- _Work instructions_
Please lay out the stretch from the line containing "Identify chimney. Give" through the line containing "566 305 586 330" as a Markdown table with two columns, No. and Line. Number each line in order and skip any blank ones.

- _Supplied records_
※ ※ ※

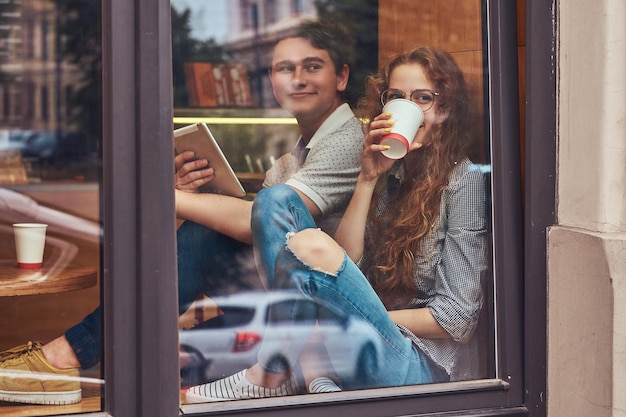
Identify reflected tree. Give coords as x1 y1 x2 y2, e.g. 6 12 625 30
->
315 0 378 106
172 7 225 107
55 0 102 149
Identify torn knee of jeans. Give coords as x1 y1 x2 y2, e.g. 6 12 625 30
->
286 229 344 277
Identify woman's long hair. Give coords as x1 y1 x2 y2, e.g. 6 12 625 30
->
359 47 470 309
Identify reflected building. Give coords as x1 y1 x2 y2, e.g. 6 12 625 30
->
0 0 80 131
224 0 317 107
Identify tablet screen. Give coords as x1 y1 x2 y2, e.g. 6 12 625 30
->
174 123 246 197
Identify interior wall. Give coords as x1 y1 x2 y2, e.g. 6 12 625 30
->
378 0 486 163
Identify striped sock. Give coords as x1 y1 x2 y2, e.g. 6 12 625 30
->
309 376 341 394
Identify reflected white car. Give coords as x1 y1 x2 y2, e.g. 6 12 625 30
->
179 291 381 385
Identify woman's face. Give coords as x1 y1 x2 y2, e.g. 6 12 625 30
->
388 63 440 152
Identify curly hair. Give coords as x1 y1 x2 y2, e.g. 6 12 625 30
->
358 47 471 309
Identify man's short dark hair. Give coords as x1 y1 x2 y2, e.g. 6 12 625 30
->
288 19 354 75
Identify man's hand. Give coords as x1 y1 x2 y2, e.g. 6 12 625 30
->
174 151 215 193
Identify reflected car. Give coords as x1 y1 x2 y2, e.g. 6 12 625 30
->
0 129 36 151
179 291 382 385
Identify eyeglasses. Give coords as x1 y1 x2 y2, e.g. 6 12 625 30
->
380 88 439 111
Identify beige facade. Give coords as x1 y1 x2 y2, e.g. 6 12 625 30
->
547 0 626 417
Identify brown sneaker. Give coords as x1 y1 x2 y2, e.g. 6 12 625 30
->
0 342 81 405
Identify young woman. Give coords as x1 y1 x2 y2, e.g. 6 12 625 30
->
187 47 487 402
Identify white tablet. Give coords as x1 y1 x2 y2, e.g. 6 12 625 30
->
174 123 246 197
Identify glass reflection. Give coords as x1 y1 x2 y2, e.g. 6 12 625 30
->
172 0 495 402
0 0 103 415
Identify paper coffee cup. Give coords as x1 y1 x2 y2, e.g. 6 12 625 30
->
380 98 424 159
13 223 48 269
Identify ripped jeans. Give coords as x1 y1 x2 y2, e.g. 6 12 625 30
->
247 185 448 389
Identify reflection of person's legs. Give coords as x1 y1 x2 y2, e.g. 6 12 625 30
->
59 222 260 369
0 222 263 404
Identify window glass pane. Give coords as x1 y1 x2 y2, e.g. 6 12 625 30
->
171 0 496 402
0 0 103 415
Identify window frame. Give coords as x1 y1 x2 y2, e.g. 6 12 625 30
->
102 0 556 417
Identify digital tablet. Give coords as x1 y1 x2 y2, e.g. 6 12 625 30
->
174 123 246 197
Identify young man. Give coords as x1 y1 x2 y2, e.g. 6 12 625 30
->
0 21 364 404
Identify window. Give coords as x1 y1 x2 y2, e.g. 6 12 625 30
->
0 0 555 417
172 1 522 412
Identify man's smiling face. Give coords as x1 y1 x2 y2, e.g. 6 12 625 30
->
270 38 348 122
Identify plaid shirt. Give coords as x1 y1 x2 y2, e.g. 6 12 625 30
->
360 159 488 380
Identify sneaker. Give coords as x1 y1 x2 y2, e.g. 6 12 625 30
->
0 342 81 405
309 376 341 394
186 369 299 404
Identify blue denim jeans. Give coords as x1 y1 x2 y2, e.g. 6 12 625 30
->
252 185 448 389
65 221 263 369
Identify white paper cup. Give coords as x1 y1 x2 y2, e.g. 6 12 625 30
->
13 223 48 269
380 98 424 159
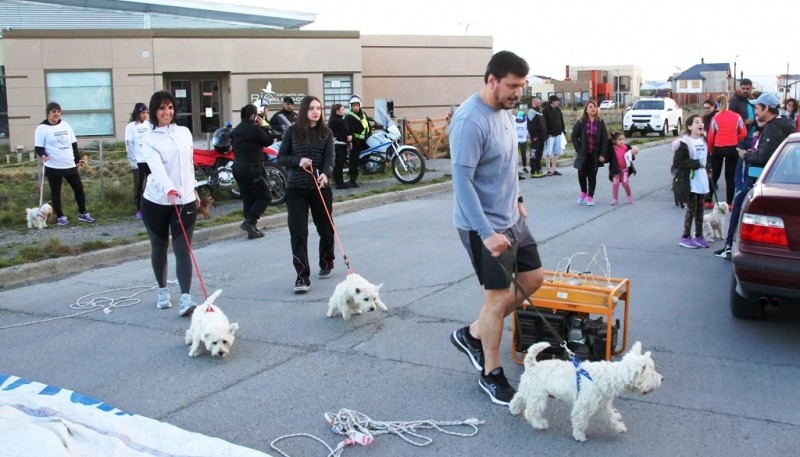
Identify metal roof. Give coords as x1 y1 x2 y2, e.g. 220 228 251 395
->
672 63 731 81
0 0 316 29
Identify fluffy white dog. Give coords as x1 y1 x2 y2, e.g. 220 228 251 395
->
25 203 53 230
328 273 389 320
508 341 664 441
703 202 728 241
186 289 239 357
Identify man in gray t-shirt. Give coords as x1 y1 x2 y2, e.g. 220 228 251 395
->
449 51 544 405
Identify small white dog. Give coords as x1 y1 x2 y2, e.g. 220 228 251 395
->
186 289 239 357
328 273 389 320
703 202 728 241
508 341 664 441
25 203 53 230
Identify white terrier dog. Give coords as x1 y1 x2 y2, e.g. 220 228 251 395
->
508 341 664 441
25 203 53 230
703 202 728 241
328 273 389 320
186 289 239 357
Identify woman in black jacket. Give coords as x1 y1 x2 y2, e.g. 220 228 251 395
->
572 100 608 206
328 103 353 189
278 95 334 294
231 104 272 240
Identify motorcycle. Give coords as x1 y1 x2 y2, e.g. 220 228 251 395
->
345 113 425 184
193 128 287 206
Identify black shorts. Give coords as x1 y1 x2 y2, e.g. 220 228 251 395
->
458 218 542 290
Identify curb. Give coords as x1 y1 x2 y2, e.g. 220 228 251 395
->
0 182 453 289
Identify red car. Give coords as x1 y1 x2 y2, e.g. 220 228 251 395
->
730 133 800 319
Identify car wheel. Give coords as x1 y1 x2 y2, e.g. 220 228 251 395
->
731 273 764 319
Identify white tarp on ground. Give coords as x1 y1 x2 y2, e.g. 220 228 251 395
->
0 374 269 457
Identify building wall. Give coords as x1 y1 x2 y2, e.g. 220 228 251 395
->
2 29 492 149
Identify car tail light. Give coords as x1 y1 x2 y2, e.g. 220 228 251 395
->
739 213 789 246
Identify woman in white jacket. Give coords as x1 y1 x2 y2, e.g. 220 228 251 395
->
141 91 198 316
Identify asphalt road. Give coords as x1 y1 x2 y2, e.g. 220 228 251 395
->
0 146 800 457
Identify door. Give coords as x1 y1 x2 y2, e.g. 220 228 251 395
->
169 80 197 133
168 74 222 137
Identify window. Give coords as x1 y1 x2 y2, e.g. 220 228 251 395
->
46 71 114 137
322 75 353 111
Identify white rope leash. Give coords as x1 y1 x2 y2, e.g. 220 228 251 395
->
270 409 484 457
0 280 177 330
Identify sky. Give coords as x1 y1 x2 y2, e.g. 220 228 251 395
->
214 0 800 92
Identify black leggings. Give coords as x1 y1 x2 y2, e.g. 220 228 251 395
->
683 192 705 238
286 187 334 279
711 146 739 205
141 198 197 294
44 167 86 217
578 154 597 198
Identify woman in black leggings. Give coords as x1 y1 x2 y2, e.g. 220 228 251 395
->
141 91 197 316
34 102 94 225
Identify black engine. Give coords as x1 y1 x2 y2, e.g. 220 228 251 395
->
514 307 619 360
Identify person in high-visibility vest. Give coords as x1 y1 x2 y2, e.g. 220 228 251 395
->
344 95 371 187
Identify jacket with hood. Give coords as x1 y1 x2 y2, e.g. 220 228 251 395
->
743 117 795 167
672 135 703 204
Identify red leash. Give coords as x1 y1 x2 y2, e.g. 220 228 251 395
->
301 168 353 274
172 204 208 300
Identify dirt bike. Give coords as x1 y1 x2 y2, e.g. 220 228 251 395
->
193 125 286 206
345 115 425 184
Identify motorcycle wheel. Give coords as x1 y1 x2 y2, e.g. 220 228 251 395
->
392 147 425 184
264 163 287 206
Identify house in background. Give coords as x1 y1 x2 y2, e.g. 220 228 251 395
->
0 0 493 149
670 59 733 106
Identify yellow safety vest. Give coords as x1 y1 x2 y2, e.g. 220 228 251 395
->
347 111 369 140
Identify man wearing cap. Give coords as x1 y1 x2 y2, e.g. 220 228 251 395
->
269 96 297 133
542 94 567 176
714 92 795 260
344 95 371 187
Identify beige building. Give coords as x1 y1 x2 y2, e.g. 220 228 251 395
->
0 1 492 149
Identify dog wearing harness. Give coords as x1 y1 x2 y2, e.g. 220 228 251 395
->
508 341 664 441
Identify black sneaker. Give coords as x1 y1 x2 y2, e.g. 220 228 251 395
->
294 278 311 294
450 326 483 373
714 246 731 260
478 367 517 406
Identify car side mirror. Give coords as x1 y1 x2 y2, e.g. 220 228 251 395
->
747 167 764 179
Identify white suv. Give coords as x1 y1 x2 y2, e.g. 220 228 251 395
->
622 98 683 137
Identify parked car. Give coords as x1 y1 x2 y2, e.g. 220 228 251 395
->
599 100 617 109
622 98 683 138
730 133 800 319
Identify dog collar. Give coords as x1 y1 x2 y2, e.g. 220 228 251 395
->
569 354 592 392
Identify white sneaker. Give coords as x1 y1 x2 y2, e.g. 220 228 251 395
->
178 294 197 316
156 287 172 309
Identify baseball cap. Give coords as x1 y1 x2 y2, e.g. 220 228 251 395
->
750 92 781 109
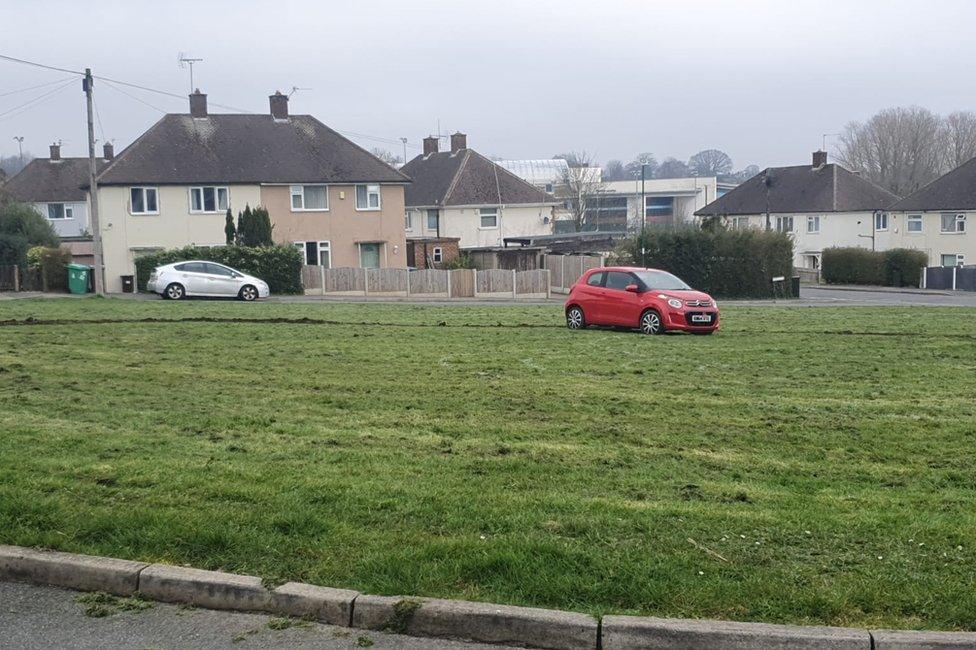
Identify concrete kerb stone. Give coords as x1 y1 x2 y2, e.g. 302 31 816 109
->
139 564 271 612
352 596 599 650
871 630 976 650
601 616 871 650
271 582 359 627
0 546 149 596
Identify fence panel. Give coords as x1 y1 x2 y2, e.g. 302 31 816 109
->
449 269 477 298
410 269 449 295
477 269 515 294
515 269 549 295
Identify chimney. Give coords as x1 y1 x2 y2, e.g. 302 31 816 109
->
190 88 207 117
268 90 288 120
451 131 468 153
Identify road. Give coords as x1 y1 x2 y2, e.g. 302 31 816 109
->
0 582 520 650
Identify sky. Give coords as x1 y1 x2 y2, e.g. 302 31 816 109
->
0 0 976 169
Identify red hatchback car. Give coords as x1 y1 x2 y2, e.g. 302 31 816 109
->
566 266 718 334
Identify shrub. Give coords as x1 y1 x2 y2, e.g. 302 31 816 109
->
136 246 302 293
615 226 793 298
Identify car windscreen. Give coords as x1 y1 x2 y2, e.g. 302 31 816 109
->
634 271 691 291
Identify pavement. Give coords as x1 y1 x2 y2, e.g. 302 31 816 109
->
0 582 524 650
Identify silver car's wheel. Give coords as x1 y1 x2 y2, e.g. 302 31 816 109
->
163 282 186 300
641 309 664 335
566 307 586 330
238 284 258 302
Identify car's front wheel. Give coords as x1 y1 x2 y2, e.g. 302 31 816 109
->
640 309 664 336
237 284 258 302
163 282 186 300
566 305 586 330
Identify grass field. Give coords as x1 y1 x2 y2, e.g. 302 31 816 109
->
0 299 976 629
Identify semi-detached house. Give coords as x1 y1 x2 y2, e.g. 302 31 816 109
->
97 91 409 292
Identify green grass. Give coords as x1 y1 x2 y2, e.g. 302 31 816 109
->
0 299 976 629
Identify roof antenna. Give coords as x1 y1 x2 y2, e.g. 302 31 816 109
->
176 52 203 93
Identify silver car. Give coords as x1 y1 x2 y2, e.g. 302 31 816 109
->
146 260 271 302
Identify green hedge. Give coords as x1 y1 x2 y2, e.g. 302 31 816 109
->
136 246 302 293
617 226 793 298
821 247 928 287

※ ※ ※

- _Task solution_
| No. | Line |
|---|---|
| 1 | Identify chimney. Give coords as x1 y1 x2 y2, e.g. 302 31 816 109 |
| 2 | -> |
| 3 | 190 88 207 117 |
| 4 | 268 90 288 120 |
| 5 | 451 131 468 153 |
| 6 | Identify road. Give coords as x1 y1 x2 y2, e.g. 302 31 816 109 |
| 7 | -> |
| 8 | 0 582 520 650 |
| 9 | Identify sky. Give coords as x1 y1 x2 y2, e.g. 302 31 816 109 |
| 10 | -> |
| 11 | 0 0 976 169 |
| 12 | Identify red hatchback car. Give coords as x1 y1 x2 y2, e.g. 302 31 816 109 |
| 13 | -> |
| 14 | 566 266 718 334 |
| 15 | Identify shrub. Give coords as x1 y1 x2 y2, e.g. 302 31 816 109 |
| 16 | -> |
| 17 | 136 246 302 293 |
| 18 | 615 226 793 298 |
| 19 | Identify car windscreen. Give coords as x1 y1 x2 y2, e.g. 302 31 816 109 |
| 20 | -> |
| 21 | 634 271 691 291 |
| 22 | Identify pavement. Give coords as x1 y1 x2 y2, e.g. 302 31 816 109 |
| 23 | -> |
| 24 | 0 582 524 650 |
| 25 | Identify silver car's wheel. Give coords as x1 y1 x2 y2, e.g. 302 31 816 109 |
| 26 | -> |
| 27 | 163 282 186 300 |
| 28 | 641 309 664 335 |
| 29 | 566 307 586 330 |
| 30 | 238 284 258 302 |
| 31 | Identify car's front wheel. Give coords as x1 y1 x2 y2, e.g. 302 31 816 109 |
| 32 | -> |
| 33 | 640 309 664 336 |
| 34 | 237 284 258 302 |
| 35 | 163 282 186 300 |
| 36 | 566 305 586 330 |